(Records from a collection)
++++++++++++++++++++
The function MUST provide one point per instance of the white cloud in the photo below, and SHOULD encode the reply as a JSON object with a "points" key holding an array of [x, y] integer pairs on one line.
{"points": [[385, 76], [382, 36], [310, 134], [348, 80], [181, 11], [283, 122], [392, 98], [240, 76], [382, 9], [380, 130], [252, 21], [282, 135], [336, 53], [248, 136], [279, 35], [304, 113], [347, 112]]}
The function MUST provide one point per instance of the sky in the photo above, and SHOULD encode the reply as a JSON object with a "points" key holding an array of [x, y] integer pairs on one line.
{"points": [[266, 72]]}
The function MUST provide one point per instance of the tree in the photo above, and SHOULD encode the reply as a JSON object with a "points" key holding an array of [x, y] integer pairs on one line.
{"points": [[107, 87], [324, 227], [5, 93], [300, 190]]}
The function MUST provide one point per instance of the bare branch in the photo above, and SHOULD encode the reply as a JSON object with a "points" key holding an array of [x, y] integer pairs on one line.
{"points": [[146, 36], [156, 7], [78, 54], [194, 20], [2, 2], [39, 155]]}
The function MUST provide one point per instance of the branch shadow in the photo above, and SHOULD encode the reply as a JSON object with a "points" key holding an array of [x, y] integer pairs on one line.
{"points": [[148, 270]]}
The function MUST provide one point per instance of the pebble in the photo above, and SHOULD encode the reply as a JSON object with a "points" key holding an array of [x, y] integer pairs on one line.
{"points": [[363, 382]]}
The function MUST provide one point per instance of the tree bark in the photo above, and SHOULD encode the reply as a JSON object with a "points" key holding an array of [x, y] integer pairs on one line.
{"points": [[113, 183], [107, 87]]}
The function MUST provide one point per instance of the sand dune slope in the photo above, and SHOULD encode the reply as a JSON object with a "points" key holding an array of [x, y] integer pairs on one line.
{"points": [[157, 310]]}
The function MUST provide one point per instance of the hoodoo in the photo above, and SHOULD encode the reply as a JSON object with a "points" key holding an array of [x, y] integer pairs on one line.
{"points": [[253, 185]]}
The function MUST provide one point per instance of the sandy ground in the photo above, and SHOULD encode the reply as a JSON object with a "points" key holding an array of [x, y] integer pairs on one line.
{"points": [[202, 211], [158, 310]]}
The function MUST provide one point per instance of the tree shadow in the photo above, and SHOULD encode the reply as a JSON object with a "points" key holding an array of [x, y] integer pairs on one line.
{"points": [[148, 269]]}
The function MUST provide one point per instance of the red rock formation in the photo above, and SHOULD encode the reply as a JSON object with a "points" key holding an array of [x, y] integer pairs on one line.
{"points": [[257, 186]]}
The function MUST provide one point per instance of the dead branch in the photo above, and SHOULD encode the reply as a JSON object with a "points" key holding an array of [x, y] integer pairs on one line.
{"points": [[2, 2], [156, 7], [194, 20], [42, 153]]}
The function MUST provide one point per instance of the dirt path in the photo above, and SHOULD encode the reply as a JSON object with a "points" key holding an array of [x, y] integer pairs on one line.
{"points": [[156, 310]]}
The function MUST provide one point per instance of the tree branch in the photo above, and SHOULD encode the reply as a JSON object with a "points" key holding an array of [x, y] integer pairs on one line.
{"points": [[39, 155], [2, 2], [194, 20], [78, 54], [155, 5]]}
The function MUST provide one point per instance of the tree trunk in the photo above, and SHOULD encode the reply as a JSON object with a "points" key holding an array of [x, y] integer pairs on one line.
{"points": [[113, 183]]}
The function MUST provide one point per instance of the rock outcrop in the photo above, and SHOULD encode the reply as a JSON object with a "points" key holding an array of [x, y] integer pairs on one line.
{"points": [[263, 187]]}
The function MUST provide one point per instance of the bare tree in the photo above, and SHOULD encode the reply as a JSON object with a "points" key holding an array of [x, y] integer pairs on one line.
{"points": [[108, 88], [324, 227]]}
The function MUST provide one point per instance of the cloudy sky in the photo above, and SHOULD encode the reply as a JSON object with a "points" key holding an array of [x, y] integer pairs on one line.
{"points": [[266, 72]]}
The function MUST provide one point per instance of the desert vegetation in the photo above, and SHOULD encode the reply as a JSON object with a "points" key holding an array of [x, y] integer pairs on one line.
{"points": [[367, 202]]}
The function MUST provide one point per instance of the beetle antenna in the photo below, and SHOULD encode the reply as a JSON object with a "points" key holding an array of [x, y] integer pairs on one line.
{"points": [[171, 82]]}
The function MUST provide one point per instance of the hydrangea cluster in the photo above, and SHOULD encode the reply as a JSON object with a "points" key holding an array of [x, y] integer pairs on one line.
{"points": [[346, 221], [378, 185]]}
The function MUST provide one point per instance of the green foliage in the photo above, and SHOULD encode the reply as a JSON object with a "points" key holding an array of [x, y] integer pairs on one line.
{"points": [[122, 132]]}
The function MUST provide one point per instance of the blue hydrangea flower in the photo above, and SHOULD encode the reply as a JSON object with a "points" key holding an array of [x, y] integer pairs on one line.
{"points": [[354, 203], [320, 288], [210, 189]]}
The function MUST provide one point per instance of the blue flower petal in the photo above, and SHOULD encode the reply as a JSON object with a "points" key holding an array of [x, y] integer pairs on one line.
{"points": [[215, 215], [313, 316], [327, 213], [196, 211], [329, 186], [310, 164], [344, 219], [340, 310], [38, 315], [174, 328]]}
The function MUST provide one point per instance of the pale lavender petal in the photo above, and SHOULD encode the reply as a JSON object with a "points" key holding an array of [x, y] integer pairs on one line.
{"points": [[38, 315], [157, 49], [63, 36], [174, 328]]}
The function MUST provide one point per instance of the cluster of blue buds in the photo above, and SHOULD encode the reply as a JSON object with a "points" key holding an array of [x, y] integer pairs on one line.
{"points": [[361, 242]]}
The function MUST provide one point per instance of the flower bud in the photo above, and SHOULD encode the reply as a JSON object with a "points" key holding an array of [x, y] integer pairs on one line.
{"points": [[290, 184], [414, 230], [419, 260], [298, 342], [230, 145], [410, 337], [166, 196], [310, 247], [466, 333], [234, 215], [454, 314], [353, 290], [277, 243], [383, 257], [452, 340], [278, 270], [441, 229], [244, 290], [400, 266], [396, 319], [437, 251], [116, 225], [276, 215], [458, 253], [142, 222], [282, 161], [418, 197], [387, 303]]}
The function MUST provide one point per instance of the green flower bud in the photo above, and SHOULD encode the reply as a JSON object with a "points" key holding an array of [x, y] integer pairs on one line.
++++++++++++++++++++
**PROBLEM STATEMENT:** Quote the records exactly, starting at the line that contains "The function MUST provide one point per instance of the flower" and ending at the last line of the records, with both included.

**RESULT OF THIS EXERCISE:**
The function MUST provide one point per instance of the flower bud in the photo above, and SHOULD encode the reply as a JSON object with a "points" key holding an array of [x, y] integer pairs on one line.
{"points": [[290, 184], [414, 230], [419, 260], [298, 342], [230, 145], [410, 337], [166, 196], [310, 247], [466, 333], [234, 215], [454, 314], [353, 290], [277, 243], [383, 257], [452, 340], [278, 270], [441, 229], [244, 290], [400, 266], [396, 319], [437, 251], [116, 225], [276, 215], [458, 253], [142, 222], [282, 161], [418, 197], [387, 303]]}
The function MUST provide one point per instance of the green flower bud in the photo above, and SHOULD encode the reply as a JSON object with a "points" key holding an array of [x, y] integer pairs on one line.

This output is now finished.